> DOCUMENT TEXT:
::::::::::

EX-99.1 2 ea189763ex99-1_minim.htm JOINT FILING AGREEMENT AMONG JEREMY P. HITCHCOCK, ELIZABETH CASH HITCHCOCK, ORBIT GROUP LLC, HITCHCOCK CAPITAL PARTNERS, LLC, ZULU HOLDINGS LLC AND SLINGSHOT CAPITAL, LLC DATED AS OF DECEMBER 8, 2023

Exhibit 99.1

 

Joint Filing Agreement

 

 In accordance with Rule 13d-1(k) promulgated under the Securities Exchange Act of 1934, as amended, each of the persons named below agrees to the joint filing of this Schedule 13D (including amendments thereto) with respect to the shares of Common Stock, $0.01 par value, of Zoom Telephonics, Inc., a Delaware corporation, and further agrees that this Joint Filing Agreement be filed with the Securities and Exchange Commission as an exhibit to such filing; provided, however, that no person shall be responsible for the completeness or accuracy of the information concerning the other persons making the filing unless such person knows or has reason to believe such information is inaccurate (as provided in Rule 13d-1(k)(1)(ii)). This Joint Filing Agreement may be executed in one or more counterparts, all of which together shall constitute one and the same instrument.

::::::::::

> RAW DATA:
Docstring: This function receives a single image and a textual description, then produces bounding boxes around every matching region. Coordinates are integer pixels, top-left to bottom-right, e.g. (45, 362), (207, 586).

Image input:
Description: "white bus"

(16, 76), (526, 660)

::::::::::

> PROBLEM STATEMENT:
Reproduce the part of the joint filing agreement that starts with "In accordance with" and goes on through "the same instrument.".

> PROBLEM SOLUTION:
In accordance with Rule 13d-1(k) promulgated under the Securities Exchange Act of 1934, as amended, each of the persons named below agrees to the joint filing of this Schedule 13D (including amendments thereto) with respect to the shares of Common Stock, $0.01 par value, of Zoom Telephonics, Inc., a Delaware corporation, and further agrees that this Joint Filing Agreement be filed with the Securities and Exchange Commission as an exhibit to such filing; provided, however, that no person shall be responsible for the completeness or accuracy of the information concerning the other persons making the filing unless such person knows or has reason to believe such information is inaccurate (as provided in Rule 13d-1(k)(1)(ii)). This Joint Filing Agreement may be executed in one or more counterparts, all of which together shall constitute one and the same instrument.